## Exercise
Each line from the start of the records through the line containing "of the bare" is to be transcribed exactly, and no other line is to be included.
● ● ● ● ●
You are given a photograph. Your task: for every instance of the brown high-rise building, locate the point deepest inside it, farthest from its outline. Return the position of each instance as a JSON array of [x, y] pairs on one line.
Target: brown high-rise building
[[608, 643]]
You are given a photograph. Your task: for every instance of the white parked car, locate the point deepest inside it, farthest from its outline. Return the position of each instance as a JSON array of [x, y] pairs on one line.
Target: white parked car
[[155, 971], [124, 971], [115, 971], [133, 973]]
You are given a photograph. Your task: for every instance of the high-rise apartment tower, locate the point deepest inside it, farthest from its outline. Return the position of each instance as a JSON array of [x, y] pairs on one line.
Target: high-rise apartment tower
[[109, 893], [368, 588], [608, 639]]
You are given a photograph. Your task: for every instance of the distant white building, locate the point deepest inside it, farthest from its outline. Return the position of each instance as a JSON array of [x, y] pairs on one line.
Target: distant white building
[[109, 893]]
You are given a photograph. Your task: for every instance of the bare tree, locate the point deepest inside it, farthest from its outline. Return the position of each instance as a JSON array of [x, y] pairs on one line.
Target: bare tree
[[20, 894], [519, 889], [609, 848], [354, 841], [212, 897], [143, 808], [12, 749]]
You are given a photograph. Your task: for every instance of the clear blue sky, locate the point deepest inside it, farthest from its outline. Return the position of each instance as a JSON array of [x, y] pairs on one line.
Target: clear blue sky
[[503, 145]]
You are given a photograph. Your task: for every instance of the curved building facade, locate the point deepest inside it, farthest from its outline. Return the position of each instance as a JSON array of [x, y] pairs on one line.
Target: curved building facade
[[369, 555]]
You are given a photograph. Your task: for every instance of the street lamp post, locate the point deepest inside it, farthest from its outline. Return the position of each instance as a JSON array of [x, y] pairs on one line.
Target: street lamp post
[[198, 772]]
● ● ● ● ●
## Exercise response
You are given a photograph. Your task: for every instance of the brown high-rise building, locate the point deepest inside it, farthest from its outline. Return the position of each instance as a JSON array of [x, y] pairs on one line.
Target: brown high-rise building
[[608, 643]]
You are given a photograph. Your task: for every instance of the white parked car, locate the point deepest inside it, farthest from its outline. Return the position of each instance as a JSON array of [x, y] pairs on one line.
Target: white parked car
[[155, 971], [124, 971], [115, 971], [133, 973]]
You are given a photograph. Your task: for every instance of the high-rise apartment tower, locate the point deepest inside it, farthest from its outline. Return the position of each instance as a JSON array of [x, y] pairs on one line.
Target: high-rise apartment tower
[[109, 893], [368, 588], [608, 639]]
You are given a photograph. Your task: for every instance of the distant white building, locate the point deepest inside it, farthest from its outline. Return the position of each instance as a JSON array of [x, y] pairs on one line.
Target: distant white building
[[109, 893]]
You are given a photograph. Your task: for every instance of the bare tree, locate the point deepest inside it, farthest from its outline. Return the position of each instance as a JSON array of [x, y] pairs on one line.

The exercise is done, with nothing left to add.